Exercise instructions
A - What does the article about the ChatGPT outage say OpenAI recommends for users having problems with the service?
B - Carry on the article about the ChatGPT outage and the employees' letter from its final sentence.

[Passage provided — start]

OpenAI had restored its ChatGPT Wednesday (June 5) following a “major” outage the prior day.
As Tom’s Guide noted in a report Wednesday, while ChatGPT will sometimes have minor outages when generating text or images, this was the first significant outage for the artificial intelligence (AI) company’s flagship product in some time.
“We experienced a major outage impacting all users on all plans of ChatGPT,” the company told users Tuesday (June 4), per the report. “The impact included all ChatGPT related services. The impact did not include platform.openai.com or the API. This incident started June 4th at 2:15p GMT and was resolved June 4th at 5:01p GMT.”
According to the report, ChatGPT went down for some users for more than four hours Tuesday, came back online, then crashed again. The company is recommending anyone having problems with the service on either desktop or mobile to implement a hard refresh.
Meanwhile, this week saw a group of current and former employees from OpenAI and Google DeepMind sign a public letter calling for protection from retaliation when sharing concerns about the “serious risks” associated with these companies’ AI products.
In the letter, titled “A Right to Warn about Advanced Artificial Intelligence,” the employees express concerns about the lack of effective oversight of leading AI companies, arguing that these corporations have strong financial incentives to skirt proper scrutiny.
The letter also argues that while ordinary whistleblower protections focus on illegal activities, many of the risks associated with AI technologies are still unregulated. This gap leaves employees as one of the few groups that can hold these companies accountable.

[Passage provided — finish]
[Dataset — start]

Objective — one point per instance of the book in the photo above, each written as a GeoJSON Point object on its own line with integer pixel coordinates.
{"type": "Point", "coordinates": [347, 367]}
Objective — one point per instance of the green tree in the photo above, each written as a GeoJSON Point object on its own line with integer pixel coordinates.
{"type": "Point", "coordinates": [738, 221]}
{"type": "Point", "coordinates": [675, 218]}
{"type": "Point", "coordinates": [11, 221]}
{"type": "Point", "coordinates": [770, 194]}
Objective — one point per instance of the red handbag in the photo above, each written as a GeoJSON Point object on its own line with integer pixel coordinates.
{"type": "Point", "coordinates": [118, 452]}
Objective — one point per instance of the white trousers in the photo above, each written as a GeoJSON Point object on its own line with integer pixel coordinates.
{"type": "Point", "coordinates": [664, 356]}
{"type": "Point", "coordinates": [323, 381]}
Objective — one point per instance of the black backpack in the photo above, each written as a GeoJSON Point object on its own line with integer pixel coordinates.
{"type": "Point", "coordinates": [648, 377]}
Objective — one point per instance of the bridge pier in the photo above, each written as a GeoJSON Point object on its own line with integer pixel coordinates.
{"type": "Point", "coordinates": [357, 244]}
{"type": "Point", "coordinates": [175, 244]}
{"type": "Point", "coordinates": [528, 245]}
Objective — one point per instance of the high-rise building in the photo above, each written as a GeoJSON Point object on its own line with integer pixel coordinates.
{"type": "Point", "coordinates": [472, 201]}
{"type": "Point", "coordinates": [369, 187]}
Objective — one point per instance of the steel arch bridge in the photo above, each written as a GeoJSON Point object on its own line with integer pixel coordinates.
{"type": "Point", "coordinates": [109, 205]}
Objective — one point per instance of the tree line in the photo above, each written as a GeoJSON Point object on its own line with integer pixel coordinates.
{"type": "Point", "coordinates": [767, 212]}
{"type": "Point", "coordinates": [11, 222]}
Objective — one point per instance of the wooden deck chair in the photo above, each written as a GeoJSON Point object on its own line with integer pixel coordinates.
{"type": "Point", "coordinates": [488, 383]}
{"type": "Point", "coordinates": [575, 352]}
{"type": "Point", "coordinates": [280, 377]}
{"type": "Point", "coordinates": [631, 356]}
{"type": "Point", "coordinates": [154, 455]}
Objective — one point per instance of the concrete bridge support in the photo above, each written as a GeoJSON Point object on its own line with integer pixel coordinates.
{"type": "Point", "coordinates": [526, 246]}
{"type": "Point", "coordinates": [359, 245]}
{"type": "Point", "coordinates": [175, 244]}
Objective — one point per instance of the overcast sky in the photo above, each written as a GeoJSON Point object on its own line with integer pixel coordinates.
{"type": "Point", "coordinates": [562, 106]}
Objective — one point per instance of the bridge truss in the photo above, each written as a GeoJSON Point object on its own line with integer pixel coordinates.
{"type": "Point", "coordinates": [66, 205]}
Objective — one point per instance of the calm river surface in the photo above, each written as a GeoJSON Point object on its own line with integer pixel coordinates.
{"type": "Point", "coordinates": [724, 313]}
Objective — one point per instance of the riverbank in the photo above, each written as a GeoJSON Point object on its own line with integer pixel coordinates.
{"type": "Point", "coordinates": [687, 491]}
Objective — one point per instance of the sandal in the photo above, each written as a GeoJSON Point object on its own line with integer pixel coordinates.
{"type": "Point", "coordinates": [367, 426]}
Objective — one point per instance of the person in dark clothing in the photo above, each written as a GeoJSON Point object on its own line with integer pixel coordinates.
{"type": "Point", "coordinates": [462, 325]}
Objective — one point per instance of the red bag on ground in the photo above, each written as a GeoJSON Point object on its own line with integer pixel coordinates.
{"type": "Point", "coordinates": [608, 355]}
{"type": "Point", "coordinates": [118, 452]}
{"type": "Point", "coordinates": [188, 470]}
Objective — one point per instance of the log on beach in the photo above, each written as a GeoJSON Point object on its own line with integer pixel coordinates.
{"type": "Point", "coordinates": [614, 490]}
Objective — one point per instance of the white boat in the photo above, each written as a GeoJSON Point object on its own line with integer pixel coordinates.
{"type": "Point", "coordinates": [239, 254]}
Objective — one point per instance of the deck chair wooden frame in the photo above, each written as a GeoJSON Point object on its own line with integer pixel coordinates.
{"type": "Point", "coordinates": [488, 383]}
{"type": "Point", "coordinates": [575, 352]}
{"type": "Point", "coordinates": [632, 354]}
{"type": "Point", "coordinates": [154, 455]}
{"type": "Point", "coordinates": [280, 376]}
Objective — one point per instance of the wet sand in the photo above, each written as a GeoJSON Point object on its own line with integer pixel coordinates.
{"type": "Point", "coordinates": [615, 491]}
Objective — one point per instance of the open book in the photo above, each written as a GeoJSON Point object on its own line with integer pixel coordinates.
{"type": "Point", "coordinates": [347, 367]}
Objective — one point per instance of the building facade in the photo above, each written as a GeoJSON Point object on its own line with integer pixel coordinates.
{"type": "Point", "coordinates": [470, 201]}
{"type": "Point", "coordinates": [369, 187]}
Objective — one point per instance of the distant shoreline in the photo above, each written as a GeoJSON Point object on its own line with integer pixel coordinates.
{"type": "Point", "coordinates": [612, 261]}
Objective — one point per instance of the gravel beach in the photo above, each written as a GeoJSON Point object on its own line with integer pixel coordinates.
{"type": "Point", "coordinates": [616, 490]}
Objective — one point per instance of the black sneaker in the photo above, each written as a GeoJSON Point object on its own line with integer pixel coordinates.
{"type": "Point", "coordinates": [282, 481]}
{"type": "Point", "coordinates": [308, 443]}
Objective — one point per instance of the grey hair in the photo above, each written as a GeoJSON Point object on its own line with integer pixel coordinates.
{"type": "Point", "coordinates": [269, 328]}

[Dataset — finish]

Replies
A - OpenAI recommends that anyone having problems with ChatGPT on desktop or mobile do a hard refresh.

B -
Elsewhere on the AI front, Treasury Secretary Janet Yellen is set to caution financial institutions about risks associated with the use of the technology.
While AI is already used in the financial services space for forecasting, fraud prevention, customer support and other uses, its rapid evolution presents risks and opportunities, Yellen is expected say in a speech to be delivered Thursday (June 6) at the Financial Stability Oversight Council’s 2024 Conference on Artificial Intelligence & Financial Stability.
“Specific vulnerabilities may arise from the complexity and opacity of AI models; inadequate risk management frameworks to account for AI risks; and interconnections that emerge as many market participants rely on the same data and models,” Yellen said in excerpts of the speech provided to PYMNTS by the Treasury Department.
“Concentration among vendors developing models, providing data and providing cloud services may also introduce risks, which could amplify existing third-party service provider risks,” Yellen added. “And insufficient or faulty data could also perpetuate or introduce new biases in financial decision making.”